─── データ ───

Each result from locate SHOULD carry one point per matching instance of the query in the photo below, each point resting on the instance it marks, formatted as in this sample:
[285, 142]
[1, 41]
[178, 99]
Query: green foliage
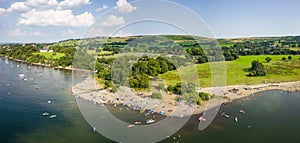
[268, 59]
[257, 69]
[52, 55]
[114, 89]
[161, 86]
[141, 81]
[204, 96]
[107, 84]
[156, 95]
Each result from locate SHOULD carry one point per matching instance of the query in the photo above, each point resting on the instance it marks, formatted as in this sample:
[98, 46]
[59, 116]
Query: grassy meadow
[236, 71]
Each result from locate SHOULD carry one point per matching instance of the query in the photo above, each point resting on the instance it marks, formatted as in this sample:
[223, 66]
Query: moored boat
[150, 121]
[52, 116]
[242, 111]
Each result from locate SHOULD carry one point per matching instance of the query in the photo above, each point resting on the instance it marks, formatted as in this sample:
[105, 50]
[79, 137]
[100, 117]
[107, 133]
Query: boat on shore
[150, 121]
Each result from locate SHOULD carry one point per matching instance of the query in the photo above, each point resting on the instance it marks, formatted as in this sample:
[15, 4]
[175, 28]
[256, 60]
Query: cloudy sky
[55, 20]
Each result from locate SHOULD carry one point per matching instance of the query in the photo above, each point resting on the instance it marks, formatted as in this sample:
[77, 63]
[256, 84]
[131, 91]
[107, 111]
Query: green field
[49, 54]
[236, 71]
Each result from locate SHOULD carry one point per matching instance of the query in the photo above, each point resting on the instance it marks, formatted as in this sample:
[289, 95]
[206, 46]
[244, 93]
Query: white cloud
[18, 7]
[41, 4]
[72, 3]
[124, 6]
[102, 8]
[46, 5]
[69, 32]
[56, 18]
[19, 32]
[113, 20]
[2, 10]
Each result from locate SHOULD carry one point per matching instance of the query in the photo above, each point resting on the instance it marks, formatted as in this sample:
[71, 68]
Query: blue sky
[55, 20]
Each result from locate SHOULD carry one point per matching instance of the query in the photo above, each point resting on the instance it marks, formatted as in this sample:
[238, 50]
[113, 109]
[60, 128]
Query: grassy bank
[49, 54]
[236, 71]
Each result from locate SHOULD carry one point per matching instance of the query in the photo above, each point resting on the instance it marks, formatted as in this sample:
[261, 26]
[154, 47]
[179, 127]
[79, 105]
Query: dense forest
[150, 56]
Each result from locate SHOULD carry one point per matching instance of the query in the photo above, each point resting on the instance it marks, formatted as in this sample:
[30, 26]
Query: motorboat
[235, 119]
[150, 121]
[52, 116]
[242, 111]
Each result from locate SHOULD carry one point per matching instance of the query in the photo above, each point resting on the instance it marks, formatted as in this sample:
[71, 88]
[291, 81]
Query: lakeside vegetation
[139, 61]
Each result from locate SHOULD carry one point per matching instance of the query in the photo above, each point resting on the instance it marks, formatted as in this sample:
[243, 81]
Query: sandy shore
[91, 91]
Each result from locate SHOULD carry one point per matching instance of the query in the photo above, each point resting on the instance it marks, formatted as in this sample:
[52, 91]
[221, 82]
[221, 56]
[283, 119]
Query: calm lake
[274, 116]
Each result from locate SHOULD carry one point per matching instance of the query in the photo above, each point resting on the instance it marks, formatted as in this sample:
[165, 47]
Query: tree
[284, 58]
[161, 86]
[107, 84]
[257, 69]
[114, 89]
[156, 95]
[268, 59]
[170, 88]
[204, 96]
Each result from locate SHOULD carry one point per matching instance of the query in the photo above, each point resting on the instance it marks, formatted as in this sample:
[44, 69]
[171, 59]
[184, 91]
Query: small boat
[52, 116]
[150, 121]
[161, 112]
[227, 116]
[130, 126]
[137, 123]
[242, 111]
[201, 118]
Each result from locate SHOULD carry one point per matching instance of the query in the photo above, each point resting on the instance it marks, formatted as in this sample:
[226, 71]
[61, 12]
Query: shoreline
[69, 68]
[92, 92]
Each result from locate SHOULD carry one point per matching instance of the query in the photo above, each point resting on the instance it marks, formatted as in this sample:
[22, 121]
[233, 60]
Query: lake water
[274, 116]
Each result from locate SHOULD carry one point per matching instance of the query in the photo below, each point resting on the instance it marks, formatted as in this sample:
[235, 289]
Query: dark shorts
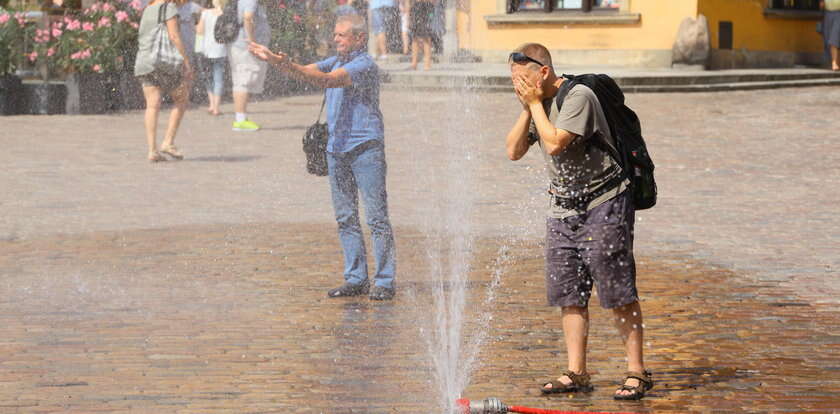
[595, 247]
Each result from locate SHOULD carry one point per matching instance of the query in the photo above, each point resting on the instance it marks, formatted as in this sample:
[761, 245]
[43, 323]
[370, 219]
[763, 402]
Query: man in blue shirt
[355, 152]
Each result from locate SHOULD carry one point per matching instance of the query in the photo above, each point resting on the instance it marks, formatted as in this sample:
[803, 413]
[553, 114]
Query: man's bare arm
[554, 140]
[338, 78]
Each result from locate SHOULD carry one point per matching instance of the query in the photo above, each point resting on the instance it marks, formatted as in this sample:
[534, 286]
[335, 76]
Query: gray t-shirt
[262, 31]
[145, 62]
[581, 168]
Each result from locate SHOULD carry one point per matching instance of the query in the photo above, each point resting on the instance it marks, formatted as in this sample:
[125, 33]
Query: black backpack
[227, 25]
[315, 145]
[630, 151]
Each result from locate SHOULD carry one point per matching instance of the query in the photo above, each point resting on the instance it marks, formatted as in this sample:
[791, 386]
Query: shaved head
[537, 52]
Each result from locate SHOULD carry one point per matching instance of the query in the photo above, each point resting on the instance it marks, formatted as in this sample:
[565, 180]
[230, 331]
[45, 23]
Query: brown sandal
[580, 383]
[636, 392]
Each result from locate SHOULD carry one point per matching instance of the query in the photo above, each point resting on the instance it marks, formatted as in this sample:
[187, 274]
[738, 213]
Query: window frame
[588, 6]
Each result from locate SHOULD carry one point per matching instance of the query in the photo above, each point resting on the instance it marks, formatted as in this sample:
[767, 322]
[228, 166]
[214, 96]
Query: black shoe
[349, 289]
[381, 293]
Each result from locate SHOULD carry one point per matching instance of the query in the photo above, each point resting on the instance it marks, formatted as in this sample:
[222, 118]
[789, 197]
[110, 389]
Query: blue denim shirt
[353, 115]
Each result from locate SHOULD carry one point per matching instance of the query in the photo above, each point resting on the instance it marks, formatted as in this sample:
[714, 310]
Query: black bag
[315, 145]
[630, 151]
[227, 25]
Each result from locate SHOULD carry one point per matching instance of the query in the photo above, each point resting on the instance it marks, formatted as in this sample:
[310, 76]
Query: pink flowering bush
[295, 27]
[12, 31]
[97, 39]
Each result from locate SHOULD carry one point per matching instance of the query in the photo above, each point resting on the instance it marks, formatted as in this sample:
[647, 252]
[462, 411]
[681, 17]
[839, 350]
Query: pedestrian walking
[405, 17]
[422, 14]
[188, 14]
[589, 232]
[355, 153]
[162, 15]
[831, 30]
[247, 72]
[215, 56]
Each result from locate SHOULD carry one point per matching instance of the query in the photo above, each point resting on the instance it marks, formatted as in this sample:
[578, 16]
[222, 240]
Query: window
[562, 5]
[795, 4]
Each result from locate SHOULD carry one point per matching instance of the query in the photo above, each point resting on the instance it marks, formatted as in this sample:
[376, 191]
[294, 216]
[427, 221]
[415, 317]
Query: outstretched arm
[338, 78]
[517, 139]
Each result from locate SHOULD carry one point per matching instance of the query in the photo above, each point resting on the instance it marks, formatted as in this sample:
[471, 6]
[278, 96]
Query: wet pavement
[199, 286]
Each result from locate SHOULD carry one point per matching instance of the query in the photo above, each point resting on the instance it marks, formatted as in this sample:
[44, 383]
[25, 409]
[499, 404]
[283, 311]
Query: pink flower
[42, 36]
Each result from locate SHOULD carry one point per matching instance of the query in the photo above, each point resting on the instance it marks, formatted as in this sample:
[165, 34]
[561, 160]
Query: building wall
[759, 40]
[645, 43]
[753, 31]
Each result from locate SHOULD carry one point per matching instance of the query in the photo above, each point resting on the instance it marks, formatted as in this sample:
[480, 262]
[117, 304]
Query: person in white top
[215, 54]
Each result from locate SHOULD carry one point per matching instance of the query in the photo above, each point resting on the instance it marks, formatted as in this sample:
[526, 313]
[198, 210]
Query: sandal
[636, 392]
[580, 383]
[173, 152]
[156, 157]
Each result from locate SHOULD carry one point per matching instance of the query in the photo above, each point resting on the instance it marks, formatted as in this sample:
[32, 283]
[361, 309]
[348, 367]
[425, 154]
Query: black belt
[580, 203]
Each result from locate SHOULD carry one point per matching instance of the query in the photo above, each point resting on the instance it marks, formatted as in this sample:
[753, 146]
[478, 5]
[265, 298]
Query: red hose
[528, 410]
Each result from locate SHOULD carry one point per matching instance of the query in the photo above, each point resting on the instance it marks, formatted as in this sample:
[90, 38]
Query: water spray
[495, 406]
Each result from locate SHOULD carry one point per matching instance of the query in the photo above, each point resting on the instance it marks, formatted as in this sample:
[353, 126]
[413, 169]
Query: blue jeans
[216, 76]
[362, 171]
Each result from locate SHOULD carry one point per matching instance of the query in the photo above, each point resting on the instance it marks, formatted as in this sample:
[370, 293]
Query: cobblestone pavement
[198, 286]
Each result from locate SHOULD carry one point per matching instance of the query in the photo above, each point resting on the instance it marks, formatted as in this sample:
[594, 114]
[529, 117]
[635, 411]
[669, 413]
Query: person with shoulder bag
[355, 153]
[162, 66]
[215, 56]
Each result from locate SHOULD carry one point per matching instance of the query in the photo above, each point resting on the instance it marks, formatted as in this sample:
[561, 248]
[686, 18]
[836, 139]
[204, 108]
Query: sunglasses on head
[519, 57]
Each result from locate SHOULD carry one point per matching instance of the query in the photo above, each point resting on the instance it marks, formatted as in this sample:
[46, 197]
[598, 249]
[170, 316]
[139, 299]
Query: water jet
[495, 406]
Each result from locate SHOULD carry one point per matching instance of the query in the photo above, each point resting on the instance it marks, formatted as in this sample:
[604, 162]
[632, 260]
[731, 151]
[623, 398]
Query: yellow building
[641, 33]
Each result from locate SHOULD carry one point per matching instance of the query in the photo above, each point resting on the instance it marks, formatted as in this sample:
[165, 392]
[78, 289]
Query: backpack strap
[321, 112]
[162, 12]
[601, 142]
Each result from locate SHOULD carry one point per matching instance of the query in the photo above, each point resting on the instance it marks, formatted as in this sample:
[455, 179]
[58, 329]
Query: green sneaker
[246, 125]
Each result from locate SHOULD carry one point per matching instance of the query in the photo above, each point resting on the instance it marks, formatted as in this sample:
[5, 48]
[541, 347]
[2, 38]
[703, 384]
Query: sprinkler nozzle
[488, 406]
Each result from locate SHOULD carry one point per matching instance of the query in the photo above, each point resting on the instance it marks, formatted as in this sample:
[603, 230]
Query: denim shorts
[595, 247]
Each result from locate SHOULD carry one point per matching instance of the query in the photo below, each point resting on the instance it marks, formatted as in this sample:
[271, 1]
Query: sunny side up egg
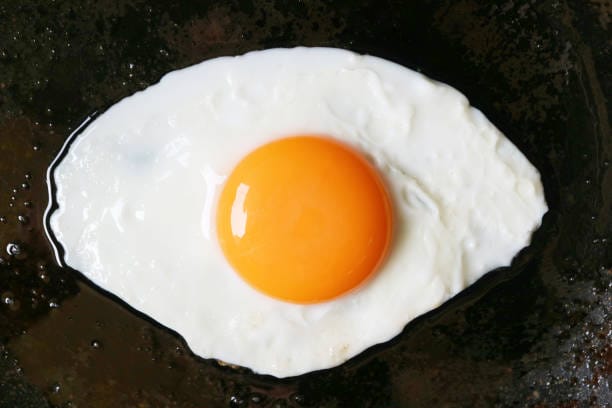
[286, 209]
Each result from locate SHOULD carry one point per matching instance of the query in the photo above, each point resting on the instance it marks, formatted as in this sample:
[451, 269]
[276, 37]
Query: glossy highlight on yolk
[304, 219]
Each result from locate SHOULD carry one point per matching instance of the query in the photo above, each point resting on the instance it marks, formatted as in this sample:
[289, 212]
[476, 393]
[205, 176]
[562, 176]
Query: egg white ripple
[137, 192]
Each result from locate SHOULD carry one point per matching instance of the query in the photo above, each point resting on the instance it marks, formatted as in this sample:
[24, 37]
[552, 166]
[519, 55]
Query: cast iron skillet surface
[535, 334]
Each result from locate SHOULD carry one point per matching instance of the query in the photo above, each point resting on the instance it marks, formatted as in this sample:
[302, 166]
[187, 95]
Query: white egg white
[138, 187]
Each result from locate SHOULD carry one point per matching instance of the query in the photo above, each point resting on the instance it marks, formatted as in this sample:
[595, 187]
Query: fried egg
[286, 209]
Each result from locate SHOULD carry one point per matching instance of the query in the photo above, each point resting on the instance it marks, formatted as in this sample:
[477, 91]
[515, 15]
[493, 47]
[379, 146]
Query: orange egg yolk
[304, 219]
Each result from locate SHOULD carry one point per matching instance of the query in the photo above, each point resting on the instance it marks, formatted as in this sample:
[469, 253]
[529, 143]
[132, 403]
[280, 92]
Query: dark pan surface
[535, 334]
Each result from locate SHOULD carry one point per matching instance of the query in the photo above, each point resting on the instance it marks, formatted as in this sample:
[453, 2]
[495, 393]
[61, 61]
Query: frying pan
[537, 333]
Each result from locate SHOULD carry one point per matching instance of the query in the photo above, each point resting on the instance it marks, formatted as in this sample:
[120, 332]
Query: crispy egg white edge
[509, 153]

───

上の項目から、「green」という語を含む行をすべて選び出し、一行ずつ書き写してください。

Query: green foliage
Query: green field
Query: green sneaker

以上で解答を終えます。